> **WHAT NEEDS TO BE DONE**: Print out the records that follow, exactly and completely.

> **INPUT MATERIAL**:

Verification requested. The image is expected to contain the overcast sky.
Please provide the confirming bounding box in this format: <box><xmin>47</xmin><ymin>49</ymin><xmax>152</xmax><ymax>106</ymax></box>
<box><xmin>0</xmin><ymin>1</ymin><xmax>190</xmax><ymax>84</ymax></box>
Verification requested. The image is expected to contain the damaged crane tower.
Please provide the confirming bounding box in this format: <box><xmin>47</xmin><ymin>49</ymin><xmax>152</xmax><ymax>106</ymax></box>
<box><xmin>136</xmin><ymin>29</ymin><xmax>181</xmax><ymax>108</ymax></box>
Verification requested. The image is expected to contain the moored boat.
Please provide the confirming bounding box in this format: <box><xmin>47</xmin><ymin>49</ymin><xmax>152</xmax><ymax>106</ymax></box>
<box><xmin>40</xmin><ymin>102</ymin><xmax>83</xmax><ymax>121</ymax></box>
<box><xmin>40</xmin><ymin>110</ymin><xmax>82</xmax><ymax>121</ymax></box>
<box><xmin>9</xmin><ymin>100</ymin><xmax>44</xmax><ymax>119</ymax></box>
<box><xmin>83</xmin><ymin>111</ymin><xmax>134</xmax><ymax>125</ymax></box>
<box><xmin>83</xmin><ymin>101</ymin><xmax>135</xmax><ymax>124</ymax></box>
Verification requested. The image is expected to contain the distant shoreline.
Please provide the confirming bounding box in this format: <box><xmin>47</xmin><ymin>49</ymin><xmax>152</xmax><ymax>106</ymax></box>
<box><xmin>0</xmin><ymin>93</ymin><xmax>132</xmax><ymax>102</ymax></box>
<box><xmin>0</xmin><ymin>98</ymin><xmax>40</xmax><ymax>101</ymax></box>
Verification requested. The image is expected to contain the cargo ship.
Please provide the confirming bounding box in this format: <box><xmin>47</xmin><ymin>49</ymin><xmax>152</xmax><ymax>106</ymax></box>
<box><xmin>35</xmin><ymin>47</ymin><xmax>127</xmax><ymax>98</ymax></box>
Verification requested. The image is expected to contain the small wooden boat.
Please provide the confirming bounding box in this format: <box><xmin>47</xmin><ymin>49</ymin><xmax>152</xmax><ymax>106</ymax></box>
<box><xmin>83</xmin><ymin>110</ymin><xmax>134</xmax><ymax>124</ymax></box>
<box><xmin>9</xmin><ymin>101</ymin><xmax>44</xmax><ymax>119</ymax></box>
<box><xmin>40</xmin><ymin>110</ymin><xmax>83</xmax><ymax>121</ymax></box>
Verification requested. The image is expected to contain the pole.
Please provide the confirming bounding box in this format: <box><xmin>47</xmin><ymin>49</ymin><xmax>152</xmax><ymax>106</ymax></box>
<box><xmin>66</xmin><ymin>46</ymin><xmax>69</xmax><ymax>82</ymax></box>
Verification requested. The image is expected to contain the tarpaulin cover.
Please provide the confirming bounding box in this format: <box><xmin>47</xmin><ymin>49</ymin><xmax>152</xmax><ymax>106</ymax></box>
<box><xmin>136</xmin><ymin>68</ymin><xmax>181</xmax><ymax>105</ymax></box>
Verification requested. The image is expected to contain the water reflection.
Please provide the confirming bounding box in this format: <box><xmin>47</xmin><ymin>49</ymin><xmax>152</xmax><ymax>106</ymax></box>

> **YOUR SOLUTION**:
Verification requested. The image is expected to contain the overcast sky.
Please provide the confirming bounding box in this format: <box><xmin>47</xmin><ymin>49</ymin><xmax>152</xmax><ymax>106</ymax></box>
<box><xmin>0</xmin><ymin>1</ymin><xmax>190</xmax><ymax>84</ymax></box>
Verification requested. The image is expected to contain the damaged crane tower.
Please provide the confirming bounding box in this format: <box><xmin>47</xmin><ymin>49</ymin><xmax>152</xmax><ymax>106</ymax></box>
<box><xmin>136</xmin><ymin>29</ymin><xmax>181</xmax><ymax>108</ymax></box>
Verification requested. The image is expected to contain the moored boat.
Please provide the confirming bounding box in this format: <box><xmin>47</xmin><ymin>49</ymin><xmax>152</xmax><ymax>106</ymax></box>
<box><xmin>40</xmin><ymin>102</ymin><xmax>83</xmax><ymax>121</ymax></box>
<box><xmin>40</xmin><ymin>110</ymin><xmax>82</xmax><ymax>121</ymax></box>
<box><xmin>9</xmin><ymin>100</ymin><xmax>44</xmax><ymax>119</ymax></box>
<box><xmin>83</xmin><ymin>111</ymin><xmax>134</xmax><ymax>125</ymax></box>
<box><xmin>83</xmin><ymin>101</ymin><xmax>135</xmax><ymax>124</ymax></box>
Verification requested. The image is expected to contain the distant shoreline.
Please provide the confirming bounding box in this format: <box><xmin>47</xmin><ymin>49</ymin><xmax>152</xmax><ymax>106</ymax></box>
<box><xmin>0</xmin><ymin>93</ymin><xmax>132</xmax><ymax>102</ymax></box>
<box><xmin>0</xmin><ymin>98</ymin><xmax>40</xmax><ymax>101</ymax></box>
Verification requested. The image is expected to contain the cargo ship.
Please provide the confirming bounding box in this format: <box><xmin>47</xmin><ymin>49</ymin><xmax>152</xmax><ymax>106</ymax></box>
<box><xmin>35</xmin><ymin>47</ymin><xmax>127</xmax><ymax>98</ymax></box>
Verification requested. The image is expected to contain the small wooden boat.
Please provide the confirming bounding box in this format: <box><xmin>47</xmin><ymin>49</ymin><xmax>152</xmax><ymax>106</ymax></box>
<box><xmin>83</xmin><ymin>110</ymin><xmax>134</xmax><ymax>124</ymax></box>
<box><xmin>9</xmin><ymin>101</ymin><xmax>44</xmax><ymax>119</ymax></box>
<box><xmin>40</xmin><ymin>110</ymin><xmax>83</xmax><ymax>121</ymax></box>
Verification requested. The image is expected to contain the pole.
Please provide the confirming bounding box in this format: <box><xmin>47</xmin><ymin>49</ymin><xmax>152</xmax><ymax>106</ymax></box>
<box><xmin>66</xmin><ymin>46</ymin><xmax>69</xmax><ymax>82</ymax></box>
Verification requested. The image is expected to contain the tarpaulin cover.
Please provide the confirming bounding box in this format: <box><xmin>47</xmin><ymin>49</ymin><xmax>152</xmax><ymax>106</ymax></box>
<box><xmin>136</xmin><ymin>68</ymin><xmax>181</xmax><ymax>105</ymax></box>
Verification requested. The image is expected to contain the water reflection.
Please provide the confirming bounding box in this format: <box><xmin>47</xmin><ymin>49</ymin><xmax>152</xmax><ymax>106</ymax></box>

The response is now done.